Goal: Pull out every line of the records below that contains the word "pistol".
★ ★ ★
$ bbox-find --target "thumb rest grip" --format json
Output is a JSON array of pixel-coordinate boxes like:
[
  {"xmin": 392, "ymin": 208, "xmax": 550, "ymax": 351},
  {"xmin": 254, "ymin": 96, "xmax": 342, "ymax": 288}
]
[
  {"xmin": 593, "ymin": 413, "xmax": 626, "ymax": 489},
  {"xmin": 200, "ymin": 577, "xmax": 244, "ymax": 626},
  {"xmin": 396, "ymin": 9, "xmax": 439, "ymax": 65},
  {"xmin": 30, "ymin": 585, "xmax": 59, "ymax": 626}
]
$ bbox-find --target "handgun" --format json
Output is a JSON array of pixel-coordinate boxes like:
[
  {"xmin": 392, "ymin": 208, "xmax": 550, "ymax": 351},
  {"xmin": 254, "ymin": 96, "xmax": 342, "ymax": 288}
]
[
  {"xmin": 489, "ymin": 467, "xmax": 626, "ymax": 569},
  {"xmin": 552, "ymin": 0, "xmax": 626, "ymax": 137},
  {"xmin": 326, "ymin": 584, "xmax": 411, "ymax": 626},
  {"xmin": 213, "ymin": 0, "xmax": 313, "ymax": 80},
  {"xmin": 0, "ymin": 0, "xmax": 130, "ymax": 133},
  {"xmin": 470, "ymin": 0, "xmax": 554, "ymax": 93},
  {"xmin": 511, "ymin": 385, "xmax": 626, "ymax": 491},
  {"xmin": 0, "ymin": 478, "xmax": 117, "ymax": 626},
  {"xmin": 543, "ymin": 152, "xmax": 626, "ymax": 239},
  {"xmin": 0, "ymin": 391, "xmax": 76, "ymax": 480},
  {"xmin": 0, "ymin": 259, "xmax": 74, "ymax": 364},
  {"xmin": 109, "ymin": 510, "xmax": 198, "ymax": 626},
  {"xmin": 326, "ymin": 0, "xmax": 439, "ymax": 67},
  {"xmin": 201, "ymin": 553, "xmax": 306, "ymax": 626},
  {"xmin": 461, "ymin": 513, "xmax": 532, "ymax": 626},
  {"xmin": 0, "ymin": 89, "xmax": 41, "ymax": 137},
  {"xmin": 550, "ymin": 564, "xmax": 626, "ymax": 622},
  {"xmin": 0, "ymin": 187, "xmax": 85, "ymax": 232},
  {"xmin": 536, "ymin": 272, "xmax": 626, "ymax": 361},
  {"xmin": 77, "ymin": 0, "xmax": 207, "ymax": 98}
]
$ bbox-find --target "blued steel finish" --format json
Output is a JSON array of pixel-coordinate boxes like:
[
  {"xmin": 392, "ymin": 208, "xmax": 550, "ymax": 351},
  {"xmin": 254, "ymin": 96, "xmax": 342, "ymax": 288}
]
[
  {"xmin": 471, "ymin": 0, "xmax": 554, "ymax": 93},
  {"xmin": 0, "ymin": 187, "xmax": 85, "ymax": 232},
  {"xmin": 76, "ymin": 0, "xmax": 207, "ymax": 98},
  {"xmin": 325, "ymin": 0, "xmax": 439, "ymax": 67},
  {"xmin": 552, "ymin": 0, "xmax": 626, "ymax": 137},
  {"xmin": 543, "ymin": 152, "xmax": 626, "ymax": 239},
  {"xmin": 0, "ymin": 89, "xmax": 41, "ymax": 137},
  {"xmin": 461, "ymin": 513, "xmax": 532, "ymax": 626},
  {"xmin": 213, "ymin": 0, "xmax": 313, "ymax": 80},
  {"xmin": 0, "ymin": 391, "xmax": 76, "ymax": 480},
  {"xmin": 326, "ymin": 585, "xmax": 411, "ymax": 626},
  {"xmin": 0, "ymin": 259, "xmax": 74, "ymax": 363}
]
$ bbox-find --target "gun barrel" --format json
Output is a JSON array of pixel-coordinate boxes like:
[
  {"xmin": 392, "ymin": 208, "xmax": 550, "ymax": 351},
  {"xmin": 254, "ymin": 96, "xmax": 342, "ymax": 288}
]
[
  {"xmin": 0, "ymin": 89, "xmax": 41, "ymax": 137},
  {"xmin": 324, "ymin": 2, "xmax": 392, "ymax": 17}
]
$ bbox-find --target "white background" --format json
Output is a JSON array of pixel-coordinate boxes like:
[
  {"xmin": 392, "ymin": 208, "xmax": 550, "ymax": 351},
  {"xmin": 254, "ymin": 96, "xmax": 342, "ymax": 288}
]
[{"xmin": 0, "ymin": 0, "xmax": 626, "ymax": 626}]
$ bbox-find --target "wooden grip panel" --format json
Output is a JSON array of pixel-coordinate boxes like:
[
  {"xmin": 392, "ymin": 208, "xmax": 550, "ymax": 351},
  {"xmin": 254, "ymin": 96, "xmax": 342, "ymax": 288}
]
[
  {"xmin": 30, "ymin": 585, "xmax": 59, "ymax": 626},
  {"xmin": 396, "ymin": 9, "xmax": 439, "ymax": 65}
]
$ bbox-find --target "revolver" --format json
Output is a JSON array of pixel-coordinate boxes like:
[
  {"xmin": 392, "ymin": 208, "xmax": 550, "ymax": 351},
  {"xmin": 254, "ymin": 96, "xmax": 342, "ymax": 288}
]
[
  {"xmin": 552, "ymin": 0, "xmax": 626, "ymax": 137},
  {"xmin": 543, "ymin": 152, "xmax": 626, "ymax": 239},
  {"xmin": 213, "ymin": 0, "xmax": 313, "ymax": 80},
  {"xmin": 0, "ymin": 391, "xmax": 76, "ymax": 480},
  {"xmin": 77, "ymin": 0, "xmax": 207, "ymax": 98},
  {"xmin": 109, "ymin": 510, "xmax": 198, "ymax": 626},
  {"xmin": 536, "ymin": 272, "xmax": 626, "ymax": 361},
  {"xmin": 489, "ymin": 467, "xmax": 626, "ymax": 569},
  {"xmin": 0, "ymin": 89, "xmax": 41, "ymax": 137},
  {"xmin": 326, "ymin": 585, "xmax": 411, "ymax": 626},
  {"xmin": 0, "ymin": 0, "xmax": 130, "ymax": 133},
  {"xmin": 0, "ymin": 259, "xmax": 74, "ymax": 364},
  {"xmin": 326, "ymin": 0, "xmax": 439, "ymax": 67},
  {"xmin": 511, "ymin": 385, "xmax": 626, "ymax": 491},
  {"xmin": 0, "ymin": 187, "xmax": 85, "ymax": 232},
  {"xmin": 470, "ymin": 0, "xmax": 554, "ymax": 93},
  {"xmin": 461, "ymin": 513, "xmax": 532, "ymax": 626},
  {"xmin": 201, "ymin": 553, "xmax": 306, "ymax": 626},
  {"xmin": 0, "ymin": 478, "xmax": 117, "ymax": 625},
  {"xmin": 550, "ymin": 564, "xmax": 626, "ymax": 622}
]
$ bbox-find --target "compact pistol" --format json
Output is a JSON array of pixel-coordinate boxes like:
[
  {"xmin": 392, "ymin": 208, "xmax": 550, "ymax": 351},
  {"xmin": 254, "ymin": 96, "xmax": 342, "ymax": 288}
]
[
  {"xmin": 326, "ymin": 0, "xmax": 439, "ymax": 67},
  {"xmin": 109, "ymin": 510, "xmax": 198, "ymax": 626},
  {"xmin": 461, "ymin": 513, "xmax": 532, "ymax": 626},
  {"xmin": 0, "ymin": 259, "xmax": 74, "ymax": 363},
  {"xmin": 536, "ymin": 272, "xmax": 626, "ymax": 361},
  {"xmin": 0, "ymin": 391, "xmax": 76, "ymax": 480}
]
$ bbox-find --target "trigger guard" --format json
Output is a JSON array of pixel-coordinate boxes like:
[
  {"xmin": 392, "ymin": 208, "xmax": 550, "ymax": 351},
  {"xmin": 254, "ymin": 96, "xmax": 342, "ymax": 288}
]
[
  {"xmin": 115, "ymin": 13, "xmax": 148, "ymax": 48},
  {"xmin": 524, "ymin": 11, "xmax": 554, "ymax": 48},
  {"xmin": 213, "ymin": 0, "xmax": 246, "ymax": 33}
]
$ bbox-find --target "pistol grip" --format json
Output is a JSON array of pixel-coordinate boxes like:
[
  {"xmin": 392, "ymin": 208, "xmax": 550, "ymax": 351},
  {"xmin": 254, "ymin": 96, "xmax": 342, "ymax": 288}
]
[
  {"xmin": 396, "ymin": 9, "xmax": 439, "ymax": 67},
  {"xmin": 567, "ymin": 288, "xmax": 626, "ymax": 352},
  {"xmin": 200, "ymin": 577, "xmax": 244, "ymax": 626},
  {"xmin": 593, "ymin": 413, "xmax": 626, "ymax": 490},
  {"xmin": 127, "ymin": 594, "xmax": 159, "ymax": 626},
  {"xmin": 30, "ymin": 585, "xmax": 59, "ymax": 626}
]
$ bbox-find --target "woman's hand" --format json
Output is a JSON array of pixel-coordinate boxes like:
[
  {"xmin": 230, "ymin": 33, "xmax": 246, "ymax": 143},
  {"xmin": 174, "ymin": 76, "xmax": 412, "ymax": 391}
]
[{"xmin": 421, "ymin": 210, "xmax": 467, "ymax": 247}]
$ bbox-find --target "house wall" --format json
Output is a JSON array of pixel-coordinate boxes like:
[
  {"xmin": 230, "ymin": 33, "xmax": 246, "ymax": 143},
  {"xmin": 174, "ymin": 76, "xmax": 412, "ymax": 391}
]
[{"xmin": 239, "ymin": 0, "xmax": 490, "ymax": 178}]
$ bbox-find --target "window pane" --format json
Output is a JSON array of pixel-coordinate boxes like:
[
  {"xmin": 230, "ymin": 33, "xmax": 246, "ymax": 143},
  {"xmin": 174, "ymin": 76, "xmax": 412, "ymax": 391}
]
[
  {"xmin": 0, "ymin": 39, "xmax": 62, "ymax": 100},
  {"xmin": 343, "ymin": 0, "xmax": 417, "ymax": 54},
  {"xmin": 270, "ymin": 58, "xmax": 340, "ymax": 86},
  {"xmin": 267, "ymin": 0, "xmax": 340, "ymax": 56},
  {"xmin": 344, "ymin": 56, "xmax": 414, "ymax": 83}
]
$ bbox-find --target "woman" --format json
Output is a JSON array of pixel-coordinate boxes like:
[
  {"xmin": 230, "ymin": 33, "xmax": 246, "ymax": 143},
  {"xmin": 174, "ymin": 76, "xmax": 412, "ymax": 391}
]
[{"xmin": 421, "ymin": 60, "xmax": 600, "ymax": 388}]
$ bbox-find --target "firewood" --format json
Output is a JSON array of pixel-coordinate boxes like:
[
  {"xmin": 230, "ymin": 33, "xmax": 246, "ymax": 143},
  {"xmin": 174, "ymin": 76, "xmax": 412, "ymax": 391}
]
★ ★ ★
Completed task:
$ bbox-find --target "compact pistol" --format json
$ bbox-find --target "pistol grip" --format json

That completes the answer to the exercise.